▶ [DOCUMENT SOURCE]
-------
S'agissant des heures supplémentaires effectuées entre septembre 2014 et juillet 2015, date du licenciement

M. [L] sollicite un rappel de salaire de 27 649,24 euros à ce titre. Cette demande, non prescrite, sera examinée, au fond, en même temps que la période précédente retenue comme non prescrite.

Il résulte des dispositions des articles L. 3171-2 et suivants qu'en cas de litige relatif à l'existence ou au nombre d'heures de travail accomplies, il appartient au salarié de présenter, à l'appui de sa demande, des éléments suffisamment précis quant aux heures non rémunérées qu'il prétend avoir accomplies afin de permettre à l'employeur, qui assure le contrôle des heures de travail effectuées, d'y répondre utilement en produisant ses propres éléments. Le juge forme sa conviction en tenant compte de l'ensemble de ces éléments au regard des exigences rappelées aux dispositions légales et réglementaires précitées. Après analyse des pièces produites par l'une et l'autre des parties, dans l'hypothèse où il retient l'existence d'heures supplémentaires, il évalue souverainement, sans être tenu de préciser le détail de son calcul, l'importance de celles-ci et fixe les créances salariales s'y rapportant.

À l'appui de sa demande, M. [L] verse aux débats des tableaux récapitulatifs des journées travaillées avec la mention du nombre d'heures qu'il prétend avoir réalisées, portant notamment sur la période jugée non prescrite (ses pièces 29, 35, 36 et 37). Mais ces tableaux, en ce qu'ils ne font état que d'une durée forfaitaire de travail de 10 heures par jour, sans indication des heures travaillées chaque jour, ni des heures d'arrivée et de départ, ne revêtent pas les précisions minimales nécessaires afin de permettre que s'instaure un débat contradictoire en plaçant l'employeur, à qui incombe la charge de contrôler les heures de travail accomplies, en situation de pouvoir y répondre utilement.

Au demeurant, aux termes de ses écritures, M. [L] prétend verser « un nombre substantiel de pièces qui justifient sa demande ». Il vise uniquement ses pièces 25 à 28 et 34 qui correspondent notamment à des « photographies témoignant de l'heure tardive à laquelle il travaillait » et d'un « échantillon des dates de modification des brouillons de rapport d'expertise et un extrait indiquant l'activité les jours fériés », la cour constatant toutefois que ces pièces, non datées, non intelligibles ne sont pas de nature à démontrer l'existence d'heures supplémentaires.

M. [L] sera débouté de ses demandes au titre des heures supplémentaires par confirmation du jugement entrepris.
-------
Extraits d'entrées de segmentation:
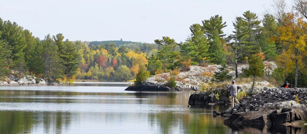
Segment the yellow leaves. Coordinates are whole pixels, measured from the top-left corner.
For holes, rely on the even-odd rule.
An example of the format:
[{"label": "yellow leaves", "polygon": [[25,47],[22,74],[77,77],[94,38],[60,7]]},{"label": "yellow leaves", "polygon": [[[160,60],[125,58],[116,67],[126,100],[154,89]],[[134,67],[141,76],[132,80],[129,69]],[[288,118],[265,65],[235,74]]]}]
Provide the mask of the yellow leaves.
[{"label": "yellow leaves", "polygon": [[133,65],[143,65],[145,66],[145,65],[148,64],[148,61],[146,59],[146,58],[142,56],[138,56],[132,63]]},{"label": "yellow leaves", "polygon": [[104,49],[102,49],[101,50],[101,53],[106,57],[107,57],[109,55],[109,53],[108,51]]},{"label": "yellow leaves", "polygon": [[256,55],[260,57],[261,58],[261,60],[262,60],[264,59],[264,58],[266,57],[265,55],[264,55],[264,53],[262,52],[260,52],[258,54],[256,54]]},{"label": "yellow leaves", "polygon": [[126,54],[126,55],[129,57],[129,59],[130,59],[133,58],[136,58],[138,56],[139,54],[133,51],[130,51],[127,53]]},{"label": "yellow leaves", "polygon": [[132,72],[134,73],[134,75],[133,76],[135,78],[136,76],[136,74],[138,73],[138,68],[139,65],[138,64],[133,65],[132,67],[130,68],[130,70]]},{"label": "yellow leaves", "polygon": [[284,22],[284,25],[277,28],[279,36],[272,39],[284,45],[282,53],[277,58],[278,65],[285,67],[286,72],[292,73],[295,71],[296,60],[299,68],[304,67],[302,58],[305,54],[307,23],[297,13],[287,13]]}]

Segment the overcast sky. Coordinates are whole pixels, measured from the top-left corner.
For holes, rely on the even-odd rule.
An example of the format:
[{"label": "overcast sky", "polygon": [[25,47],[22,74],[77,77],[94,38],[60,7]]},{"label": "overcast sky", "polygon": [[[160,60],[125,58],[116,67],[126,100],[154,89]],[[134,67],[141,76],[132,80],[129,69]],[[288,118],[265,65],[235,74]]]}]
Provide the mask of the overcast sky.
[{"label": "overcast sky", "polygon": [[[292,0],[286,0],[290,4]],[[250,10],[262,17],[272,0],[1,0],[0,17],[43,39],[62,33],[74,41],[184,41],[189,26],[221,15],[231,33],[236,16]]]}]

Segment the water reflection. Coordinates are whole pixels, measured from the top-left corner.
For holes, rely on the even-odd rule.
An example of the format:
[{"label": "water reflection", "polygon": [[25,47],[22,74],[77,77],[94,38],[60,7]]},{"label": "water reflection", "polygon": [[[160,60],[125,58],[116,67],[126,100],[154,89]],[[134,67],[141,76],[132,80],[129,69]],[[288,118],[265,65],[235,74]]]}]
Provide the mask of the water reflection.
[{"label": "water reflection", "polygon": [[227,126],[213,117],[226,106],[188,108],[192,93],[126,91],[125,87],[0,87],[0,133],[305,133]]}]

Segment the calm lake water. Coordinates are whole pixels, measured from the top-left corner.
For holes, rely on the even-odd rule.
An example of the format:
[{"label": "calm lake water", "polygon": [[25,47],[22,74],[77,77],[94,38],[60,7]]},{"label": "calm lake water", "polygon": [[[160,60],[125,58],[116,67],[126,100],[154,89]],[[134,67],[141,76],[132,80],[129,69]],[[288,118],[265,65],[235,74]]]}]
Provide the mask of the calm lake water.
[{"label": "calm lake water", "polygon": [[[0,133],[271,133],[224,125],[212,113],[226,106],[188,108],[192,93],[75,86],[0,87]],[[278,129],[270,132],[306,132]]]}]

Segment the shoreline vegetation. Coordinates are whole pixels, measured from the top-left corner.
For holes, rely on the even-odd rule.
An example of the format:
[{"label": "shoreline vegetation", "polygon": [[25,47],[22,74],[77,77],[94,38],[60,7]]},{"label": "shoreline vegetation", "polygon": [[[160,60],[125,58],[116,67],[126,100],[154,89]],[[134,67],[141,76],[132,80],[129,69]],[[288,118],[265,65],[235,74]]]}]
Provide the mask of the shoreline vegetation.
[{"label": "shoreline vegetation", "polygon": [[[71,41],[62,33],[40,39],[17,23],[0,18],[0,81],[13,75],[17,79],[35,76],[37,83],[43,79],[69,85],[76,80],[90,80],[135,81],[137,87],[144,82],[152,84],[145,80],[156,77],[163,78],[155,80],[157,85],[173,89],[187,85],[186,89],[201,91],[231,79],[249,80],[253,87],[257,79],[269,78],[266,79],[273,86],[286,81],[293,87],[304,87],[307,85],[307,13],[300,7],[307,4],[302,0],[287,5],[275,0],[272,7],[281,10],[262,14],[247,11],[231,22],[213,16],[192,24],[190,36],[180,43],[167,36],[154,43],[122,39]],[[293,9],[286,10],[287,6]],[[229,35],[223,31],[227,25],[234,28]],[[272,62],[276,66],[266,63]],[[215,69],[219,71],[184,78],[191,82],[189,85],[178,79],[185,77],[178,74],[191,72],[191,67],[212,66],[219,66]],[[240,69],[242,66],[248,67]],[[264,69],[273,67],[272,72]]]}]

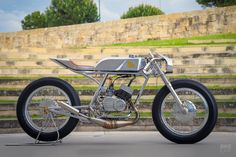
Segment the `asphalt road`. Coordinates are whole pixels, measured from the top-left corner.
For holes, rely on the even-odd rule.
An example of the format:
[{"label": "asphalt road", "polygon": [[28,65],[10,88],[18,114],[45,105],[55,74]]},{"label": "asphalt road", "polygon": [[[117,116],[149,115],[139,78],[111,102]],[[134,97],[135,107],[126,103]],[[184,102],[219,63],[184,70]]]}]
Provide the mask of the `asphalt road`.
[{"label": "asphalt road", "polygon": [[26,134],[1,134],[0,157],[235,157],[236,133],[214,132],[193,145],[158,132],[75,132],[58,144],[33,144]]}]

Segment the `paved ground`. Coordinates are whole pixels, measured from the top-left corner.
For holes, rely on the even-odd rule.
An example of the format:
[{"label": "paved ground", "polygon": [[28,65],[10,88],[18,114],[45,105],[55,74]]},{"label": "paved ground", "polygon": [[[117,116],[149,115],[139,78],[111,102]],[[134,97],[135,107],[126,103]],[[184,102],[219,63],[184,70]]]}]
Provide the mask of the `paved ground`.
[{"label": "paved ground", "polygon": [[32,144],[25,134],[0,135],[1,157],[235,157],[236,133],[214,132],[200,143],[178,145],[158,132],[75,132],[60,144]]}]

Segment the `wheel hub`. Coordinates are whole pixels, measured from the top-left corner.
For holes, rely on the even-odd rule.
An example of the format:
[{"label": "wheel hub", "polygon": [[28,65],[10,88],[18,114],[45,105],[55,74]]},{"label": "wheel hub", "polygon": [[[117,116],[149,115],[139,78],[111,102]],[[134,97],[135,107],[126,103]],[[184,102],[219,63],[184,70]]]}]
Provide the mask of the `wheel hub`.
[{"label": "wheel hub", "polygon": [[183,113],[183,110],[179,107],[177,103],[174,103],[172,108],[173,117],[182,124],[189,124],[196,117],[196,106],[189,100],[183,102],[184,109],[187,111]]},{"label": "wheel hub", "polygon": [[57,107],[57,103],[54,100],[46,99],[39,104],[43,117],[47,117],[50,113],[50,108]]}]

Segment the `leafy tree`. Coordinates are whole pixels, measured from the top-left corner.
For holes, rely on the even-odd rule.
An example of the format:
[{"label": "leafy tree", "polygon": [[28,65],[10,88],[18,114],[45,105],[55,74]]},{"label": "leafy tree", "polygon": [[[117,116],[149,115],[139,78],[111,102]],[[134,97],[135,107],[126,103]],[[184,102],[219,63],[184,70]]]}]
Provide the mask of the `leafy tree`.
[{"label": "leafy tree", "polygon": [[225,7],[236,5],[236,0],[197,0],[203,7]]},{"label": "leafy tree", "polygon": [[147,4],[140,4],[136,7],[130,7],[129,10],[121,16],[121,19],[161,14],[164,14],[164,12],[157,7]]},{"label": "leafy tree", "polygon": [[93,0],[52,0],[46,17],[49,27],[90,23],[99,19]]},{"label": "leafy tree", "polygon": [[35,29],[46,27],[45,15],[40,13],[40,11],[32,12],[31,14],[25,16],[21,21],[23,29]]},{"label": "leafy tree", "polygon": [[72,25],[99,20],[93,0],[51,0],[45,13],[35,11],[22,20],[23,29]]}]

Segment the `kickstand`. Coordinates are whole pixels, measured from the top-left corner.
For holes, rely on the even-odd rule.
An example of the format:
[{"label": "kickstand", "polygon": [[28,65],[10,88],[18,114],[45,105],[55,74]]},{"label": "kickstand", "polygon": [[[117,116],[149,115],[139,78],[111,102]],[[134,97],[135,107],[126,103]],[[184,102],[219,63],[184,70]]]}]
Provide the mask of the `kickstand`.
[{"label": "kickstand", "polygon": [[50,112],[50,113],[48,114],[47,119],[46,119],[46,122],[45,122],[46,125],[41,127],[41,129],[40,129],[40,131],[39,131],[39,133],[38,133],[38,135],[37,135],[37,137],[36,137],[36,139],[35,139],[34,144],[45,144],[45,142],[42,143],[42,141],[39,140],[39,137],[40,137],[41,133],[43,132],[43,129],[46,129],[46,128],[48,127],[48,124],[49,124],[49,122],[50,122],[50,119],[52,120],[53,126],[55,127],[55,129],[56,129],[56,131],[57,131],[57,139],[56,139],[55,141],[46,142],[46,144],[47,144],[47,143],[54,143],[54,144],[56,144],[56,143],[62,143],[62,139],[60,138],[60,134],[59,134],[59,129],[58,129],[58,127],[57,127],[57,125],[56,125],[56,123],[55,123],[55,121],[54,121],[54,119],[53,119],[52,113]]}]

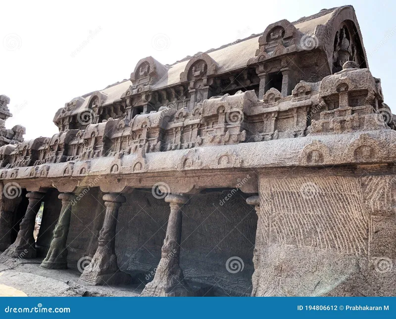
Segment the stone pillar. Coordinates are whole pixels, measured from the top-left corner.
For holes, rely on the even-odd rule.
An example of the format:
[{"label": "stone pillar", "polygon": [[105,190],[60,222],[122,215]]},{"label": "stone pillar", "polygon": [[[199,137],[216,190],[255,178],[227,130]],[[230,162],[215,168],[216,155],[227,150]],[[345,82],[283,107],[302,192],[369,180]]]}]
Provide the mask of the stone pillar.
[{"label": "stone pillar", "polygon": [[282,96],[287,96],[292,94],[291,79],[290,78],[290,69],[284,68],[281,69],[282,72]]},{"label": "stone pillar", "polygon": [[258,99],[261,100],[265,94],[266,86],[267,85],[267,78],[268,76],[268,73],[260,73],[258,75],[260,78],[260,85],[258,89]]},{"label": "stone pillar", "polygon": [[161,249],[161,258],[152,281],[146,285],[142,296],[186,297],[192,295],[192,289],[184,280],[180,268],[180,244],[182,239],[181,208],[187,198],[170,194],[165,198],[169,203],[170,215],[166,235]]},{"label": "stone pillar", "polygon": [[[118,209],[126,198],[117,193],[109,193],[103,196],[106,213],[103,227],[98,239],[99,245],[91,263],[84,270],[80,278],[94,285],[115,283],[121,273],[117,266],[115,255],[115,229]],[[118,275],[115,275],[118,273]],[[125,274],[126,275],[126,274]]]},{"label": "stone pillar", "polygon": [[32,191],[28,193],[29,198],[26,213],[19,224],[19,231],[15,242],[2,253],[2,256],[14,258],[36,257],[36,242],[33,237],[36,216],[40,209],[44,193]]},{"label": "stone pillar", "polygon": [[22,201],[22,196],[9,199],[3,196],[1,210],[0,211],[0,251],[4,251],[12,243],[11,234],[14,213]]},{"label": "stone pillar", "polygon": [[262,237],[260,234],[260,232],[261,231],[261,228],[260,227],[261,221],[260,214],[260,199],[258,196],[252,196],[246,199],[246,202],[249,205],[254,206],[254,209],[256,210],[256,213],[257,216],[256,240],[254,243],[254,250],[253,251],[253,265],[254,267],[254,272],[251,276],[251,284],[253,286],[253,288],[251,291],[251,295],[254,296],[256,295],[256,291],[259,283],[259,276],[260,275],[260,271],[258,268],[260,267],[260,253],[259,249],[258,249],[257,247],[259,248],[261,246],[260,244],[260,238]]},{"label": "stone pillar", "polygon": [[58,223],[53,230],[53,237],[45,259],[43,261],[42,267],[48,269],[66,269],[67,268],[67,249],[66,242],[69,233],[71,216],[71,202],[74,194],[62,193],[58,196],[62,200],[62,209]]}]

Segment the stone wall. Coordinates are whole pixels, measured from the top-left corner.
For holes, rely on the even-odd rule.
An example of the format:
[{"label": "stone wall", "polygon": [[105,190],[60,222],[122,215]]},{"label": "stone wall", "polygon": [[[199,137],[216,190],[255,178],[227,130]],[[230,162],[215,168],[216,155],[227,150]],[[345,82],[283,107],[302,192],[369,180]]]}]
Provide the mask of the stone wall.
[{"label": "stone wall", "polygon": [[253,295],[394,295],[394,182],[262,177]]}]

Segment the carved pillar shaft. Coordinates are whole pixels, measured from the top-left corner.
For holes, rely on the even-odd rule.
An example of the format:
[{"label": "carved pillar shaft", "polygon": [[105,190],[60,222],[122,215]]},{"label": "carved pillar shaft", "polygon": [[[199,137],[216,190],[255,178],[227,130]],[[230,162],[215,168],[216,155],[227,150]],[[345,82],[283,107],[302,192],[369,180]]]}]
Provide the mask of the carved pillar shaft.
[{"label": "carved pillar shaft", "polygon": [[170,214],[166,235],[161,249],[161,258],[153,280],[146,285],[143,296],[188,296],[191,288],[184,280],[180,268],[180,244],[182,239],[182,212],[181,208],[187,198],[180,195],[169,194],[165,201],[169,203]]},{"label": "carved pillar shaft", "polygon": [[260,85],[258,88],[258,99],[262,99],[264,94],[265,94],[266,86],[267,85],[267,73],[260,73],[258,74],[260,78]]},{"label": "carved pillar shaft", "polygon": [[4,251],[2,255],[14,258],[36,257],[36,242],[33,237],[36,216],[40,209],[44,193],[32,191],[28,193],[29,198],[26,213],[19,224],[19,231],[15,242]]},{"label": "carved pillar shaft", "polygon": [[285,68],[281,70],[282,75],[282,96],[287,96],[292,94],[292,83],[290,78],[290,69]]},{"label": "carved pillar shaft", "polygon": [[254,266],[254,272],[251,276],[251,283],[253,286],[251,295],[255,296],[259,283],[259,276],[260,272],[259,268],[260,267],[260,259],[261,252],[259,249],[262,247],[261,245],[261,238],[262,236],[260,232],[261,231],[261,214],[260,213],[260,198],[258,196],[252,196],[248,197],[246,199],[246,202],[249,205],[254,206],[254,209],[257,214],[257,229],[256,229],[256,240],[254,243],[254,250],[253,251],[253,265]]},{"label": "carved pillar shaft", "polygon": [[348,107],[349,106],[348,99],[347,91],[340,92],[339,102],[340,108]]},{"label": "carved pillar shaft", "polygon": [[116,193],[103,196],[106,214],[98,239],[98,246],[91,263],[84,270],[80,279],[92,284],[99,285],[115,282],[119,272],[115,255],[115,229],[118,209],[126,198]]},{"label": "carved pillar shaft", "polygon": [[58,223],[53,230],[53,237],[45,259],[41,266],[49,269],[66,269],[67,268],[67,249],[66,243],[69,233],[71,216],[71,202],[74,194],[63,193],[58,196],[62,200],[62,209]]},{"label": "carved pillar shaft", "polygon": [[0,251],[4,251],[12,243],[11,233],[12,221],[15,209],[22,201],[22,196],[7,198],[3,196],[1,210],[0,211]]}]

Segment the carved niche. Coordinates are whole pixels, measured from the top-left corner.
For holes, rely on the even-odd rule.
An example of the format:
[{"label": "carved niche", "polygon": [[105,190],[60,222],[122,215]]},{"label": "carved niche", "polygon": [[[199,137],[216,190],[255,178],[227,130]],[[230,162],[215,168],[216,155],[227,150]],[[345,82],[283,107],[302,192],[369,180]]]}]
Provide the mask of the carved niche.
[{"label": "carved niche", "polygon": [[268,58],[295,50],[295,38],[297,32],[296,27],[286,19],[270,24],[258,39],[256,57],[250,59],[248,64],[263,62]]},{"label": "carved niche", "polygon": [[263,96],[263,107],[271,107],[282,98],[282,93],[275,88],[270,89]]},{"label": "carved niche", "polygon": [[300,165],[322,165],[331,162],[329,148],[321,141],[315,140],[305,145],[298,155]]},{"label": "carved niche", "polygon": [[207,54],[201,53],[191,58],[180,74],[181,82],[189,84],[190,110],[210,97],[209,89],[213,82],[210,76],[215,74],[217,66],[216,61]]},{"label": "carved niche", "polygon": [[131,74],[131,81],[133,85],[132,88],[136,89],[138,86],[141,86],[141,91],[146,91],[144,88],[146,86],[155,83],[165,77],[167,74],[167,71],[168,68],[165,65],[151,56],[142,59],[136,64],[135,70]]},{"label": "carved niche", "polygon": [[353,22],[345,21],[340,25],[334,36],[333,52],[333,73],[343,69],[348,61],[353,61],[361,68],[366,68],[363,48],[360,39]]},{"label": "carved niche", "polygon": [[386,157],[377,140],[367,133],[360,134],[348,147],[346,162],[373,162]]}]

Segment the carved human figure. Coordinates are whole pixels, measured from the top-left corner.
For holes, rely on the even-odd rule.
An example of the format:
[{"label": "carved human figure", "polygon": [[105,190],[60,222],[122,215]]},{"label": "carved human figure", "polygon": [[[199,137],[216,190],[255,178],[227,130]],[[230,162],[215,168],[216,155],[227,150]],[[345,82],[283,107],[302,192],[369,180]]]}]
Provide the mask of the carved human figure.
-------
▶ [CONSIGNES]
(a) Selon le document source, quel rappel de salaire M. [L] réclame-t-il pour les heures supplémentaires effectuées entre septembre 2014 et juillet 2015 ?
(b) Veuillez recopier à l'identique les lignes des entrées depuis leur début jusqu'à la ligne contenant « Provide the mask of the yellow leaves. », celle-ci incluse, sans y reprendre les images.
Le document source et les entrées sont deux ensembles de données sans lien entre eux.

▶ [CORRIGÉ]
(a) 27 649,24 euros.

(b)
Segment the yellow leaves. Coordinates are whole pixels, measured from the top-left corner.
For holes, rely on the even-odd rule.
An example of the format:
[{"label": "yellow leaves", "polygon": [[25,47],[22,74],[77,77],[94,38],[60,7]]},{"label": "yellow leaves", "polygon": [[[160,60],[125,58],[116,67],[126,100],[154,89]],[[134,67],[141,76],[132,80],[129,69]],[[288,118],[265,65],[235,74]]]}]
Provide the mask of the yellow leaves.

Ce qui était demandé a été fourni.